> _Source excerpt_
Hmm. Had a hardware store ask for my phone # on a purchase once.
I didn't argue, just punched in "634-5789." I've no idea who actually owns that number, but they probably hate the song. :-p
To drift yet farther afield: Teh Fred with wife and kids were interviewed on a prominent Australian-owned cable network this eve. Did my ears deceive me?
They met at Kroger's.
Billy Beck,
"The whole clue is in the first paragraph."
Yup.
I've always found some peoples' affinity for haggling very curious, and almost as curious as a taste for "hand-made" goods in an age of mass-production, which generally does it better. (Yes; there are sometimes quality control issues, but that happens with handcrafters as well, which means that the issue is quality control as a principle far more general than production method.)
Haggling is a throwback to market primitivism and a time when goods were strictly limited (and many that we take for granted now simply did not exist) by all kinds of factors that we don't have to deal with anymore. In a modern division-of-labor economy, the market is the haggle. As little as two hundred years ago, there was no way to zip down the street and avail direct or indirect competition, because you were lucky to have, say, a wheelwright in your town at all.
A grocery store is only the most obvious manifestation of these principles, but it's very telling of peoples' economic awareness that they will stand around and beat Tam over the head for her wares while they won't do it in a grocery store.
I get flying miles using the Safeway card, and added miles using a credit card to buy the food - I have near enough in various accumulations to fly free to Hawaii now...
crash, unlike many folks, you "seem" to have a "shortage" of "quotation marks" in your "writing." Nevertheby, I "hope" you "enjoy" your
"Free"
flight.
Nothing that free about it, Hawaii is as expensive as where I live already. But it's "my" (there's a few quotation marks ok) Safeway and over the past twenty years I've got to know many of the folks there by name. I'm not afraid of some Corporate Jack Booted Black Helicopter Grocery Thugs - besides there's the Safeway(s) on Maui too so No Escape! "Bwahahaha!"

> _Set of tasks_
• a. Reproduce word for word the stretch of the comment thread from "Hmm. Had a hardware" through "than production method.)".
• b. Answer these questions from the comment thread:
(i) What phone number was punched in at the hardware store?
(ii) As recently as how long ago was there no way to zip down the street and avail competition?
(iii) What does using the Safeway card earn?

> _Data shown_
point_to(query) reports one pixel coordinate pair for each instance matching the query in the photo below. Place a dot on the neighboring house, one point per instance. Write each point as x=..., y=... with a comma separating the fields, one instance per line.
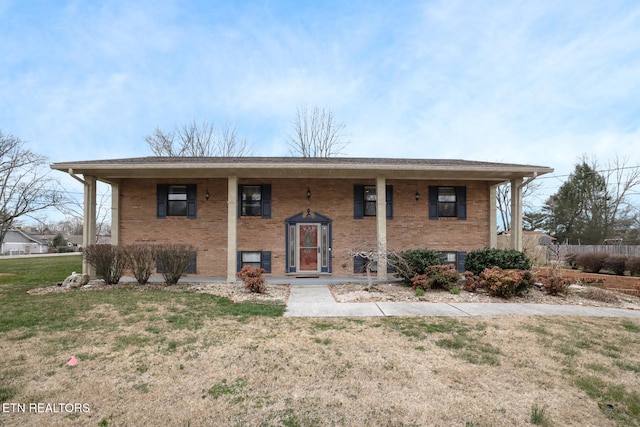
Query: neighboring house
x=301, y=216
x=17, y=242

> _Solutions in order_
• a.
Hmm. Had a hardware store ask for my phone # on a purchase once.
I didn't argue, just punched in "634-5789." I've no idea who actually owns that number, but they probably hate the song. :-p
To drift yet farther afield: Teh Fred with wife and kids were interviewed on a prominent Australian-owned cable network this eve. Did my ears deceive me?
They met at Kroger's.
Billy Beck,
"The whole clue is in the first paragraph."
Yup.
I've always found some peoples' affinity for haggling very curious, and almost as curious as a taste for "hand-made" goods in an age of mass-production, which generally does it better. (Yes; there are sometimes quality control issues, but that happens with handcrafters as well, which means that the issue is quality control as a principle far more general than production method.)

• b.
(i) 634-5789
(ii) As little as two hundred years ago
(iii) Flying miles